*** Opening of MATERIAL FOR THE TASK ***

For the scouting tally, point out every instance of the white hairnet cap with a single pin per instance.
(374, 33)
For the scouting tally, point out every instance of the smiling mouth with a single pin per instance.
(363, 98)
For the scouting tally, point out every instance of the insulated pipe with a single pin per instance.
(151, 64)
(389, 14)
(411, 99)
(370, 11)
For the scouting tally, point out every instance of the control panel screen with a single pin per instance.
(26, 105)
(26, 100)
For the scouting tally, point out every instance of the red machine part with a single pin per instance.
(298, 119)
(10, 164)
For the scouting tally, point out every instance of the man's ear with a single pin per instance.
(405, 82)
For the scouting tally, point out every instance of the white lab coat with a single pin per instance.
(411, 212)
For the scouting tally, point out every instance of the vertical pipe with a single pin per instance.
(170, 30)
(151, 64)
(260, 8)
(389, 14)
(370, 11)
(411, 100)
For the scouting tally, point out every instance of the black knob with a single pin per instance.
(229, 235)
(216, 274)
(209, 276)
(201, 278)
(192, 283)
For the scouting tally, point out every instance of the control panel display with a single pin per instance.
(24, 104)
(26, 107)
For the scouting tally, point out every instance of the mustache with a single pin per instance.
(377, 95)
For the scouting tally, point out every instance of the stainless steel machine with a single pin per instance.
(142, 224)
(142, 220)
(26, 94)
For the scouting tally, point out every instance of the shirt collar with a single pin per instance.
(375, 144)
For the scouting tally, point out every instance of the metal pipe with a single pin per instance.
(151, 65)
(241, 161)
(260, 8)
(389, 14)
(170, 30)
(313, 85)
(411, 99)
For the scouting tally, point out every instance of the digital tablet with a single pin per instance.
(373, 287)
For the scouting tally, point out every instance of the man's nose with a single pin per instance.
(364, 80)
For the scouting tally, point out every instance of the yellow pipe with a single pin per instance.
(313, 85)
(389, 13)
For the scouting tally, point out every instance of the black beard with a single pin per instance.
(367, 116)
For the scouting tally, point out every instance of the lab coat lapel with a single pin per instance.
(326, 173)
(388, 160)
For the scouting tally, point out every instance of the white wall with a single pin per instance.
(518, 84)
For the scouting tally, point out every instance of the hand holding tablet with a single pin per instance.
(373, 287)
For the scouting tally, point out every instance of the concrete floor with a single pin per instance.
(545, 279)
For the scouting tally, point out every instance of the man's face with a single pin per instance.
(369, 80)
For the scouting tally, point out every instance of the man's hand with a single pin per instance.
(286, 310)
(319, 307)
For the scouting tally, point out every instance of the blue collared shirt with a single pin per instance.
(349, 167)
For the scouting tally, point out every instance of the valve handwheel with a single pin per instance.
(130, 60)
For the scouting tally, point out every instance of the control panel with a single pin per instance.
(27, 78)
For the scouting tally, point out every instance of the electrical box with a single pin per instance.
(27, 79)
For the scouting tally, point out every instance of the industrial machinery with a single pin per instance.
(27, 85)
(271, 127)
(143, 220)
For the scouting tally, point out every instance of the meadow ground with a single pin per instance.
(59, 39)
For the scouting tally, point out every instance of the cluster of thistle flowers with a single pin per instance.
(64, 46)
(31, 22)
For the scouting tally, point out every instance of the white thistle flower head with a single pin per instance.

*** Close of MATERIAL FOR THE TASK ***

* [PROMPT]
Return every entry exactly as given.

* [EXERCISE OUTPUT]
For the scouting tally, point out every instance of the white hairnet cap with a single pin per instance.
(374, 33)
For the scouting tally, point out every instance of the smiling mouth with a single pin per instance.
(363, 98)
For the scouting tally, point out every instance of the insulated pipe with a single pin per instance.
(151, 64)
(389, 14)
(411, 99)
(370, 11)
For the scouting tally, point out every instance of the control panel screen with a single pin per instance.
(26, 105)
(26, 100)
For the scouting tally, point out every instance of the red machine part with a single pin per instance.
(298, 119)
(10, 164)
For the scouting tally, point out every instance of the man's ear with a single pin per instance.
(405, 82)
For the scouting tally, point out every instance of the white lab coat with a single pin per instance.
(411, 212)
For the scouting tally, point out every instance of the vertical pipe with a single pin per instance.
(170, 30)
(151, 64)
(260, 8)
(389, 14)
(370, 11)
(411, 100)
For the scouting tally, point out every instance of the black knob with a single pin per instance.
(229, 235)
(216, 274)
(209, 276)
(201, 278)
(192, 283)
For the scouting tally, point out every instance of the control panel display with a single pin per instance.
(24, 104)
(26, 107)
For the scouting tally, point out every instance of the mustache with a single pin per instance.
(377, 95)
For the scouting tally, point out every instance of the stainless steel machine with a single pin per instance.
(142, 224)
(142, 220)
(26, 94)
For the scouting tally, point out every instance of the shirt collar with a single pin per instance.
(375, 144)
For the scouting tally, point out every instance of the metal pipe with a single pin per instance.
(151, 65)
(241, 161)
(260, 8)
(389, 14)
(170, 30)
(313, 85)
(411, 99)
For the scouting tally, point out every instance of the digital tablet with a single pin per instance.
(373, 287)
For the scouting tally, point out every instance of the man's nose with a single pin per instance.
(364, 80)
For the scouting tally, point out every instance of the yellow pipe with a single pin per instance.
(313, 85)
(389, 13)
For the scouting tally, point out every instance of the black beard with a single pin per instance.
(367, 116)
For the scouting tally, point out every instance of the lab coat lapel with a single pin per instance.
(326, 173)
(388, 160)
For the scouting tally, point out every instance of the white wall with a single pin per instance.
(518, 84)
For the scouting tally, point out every instance of the hand holding tablet with a single pin per instance.
(373, 287)
For the scouting tally, point out every instance of the concrete floor with a single pin per instance.
(545, 279)
For the scouting tally, point out every instance of the man's face with a single pin per instance.
(369, 80)
For the scouting tally, point out every instance of the man's hand with a single pin per instance.
(286, 310)
(319, 307)
For the scouting tally, point out every instance of the blue collared shirt with a single pin per instance.
(349, 167)
For the scouting tally, point out every instance of the valve handwheel with a single pin per instance.
(130, 60)
For the scouting tally, point out every instance of the control panel with a single pin per instance.
(27, 78)
For the scouting tally, point out every instance of the electrical box with a single pin per instance.
(27, 79)
For the scouting tally, point out every instance of the industrial machinery with a single pin per instance.
(27, 85)
(271, 127)
(143, 220)
For the scouting tally, point out every instance of the meadow ground with a single pin per instance.
(59, 39)
For the scouting tally, point out every instance of the cluster of thistle flowers with a single pin per instance.
(64, 46)
(31, 22)
For the scouting tally, point out every instance of the white thistle flower head with a single pin per instance.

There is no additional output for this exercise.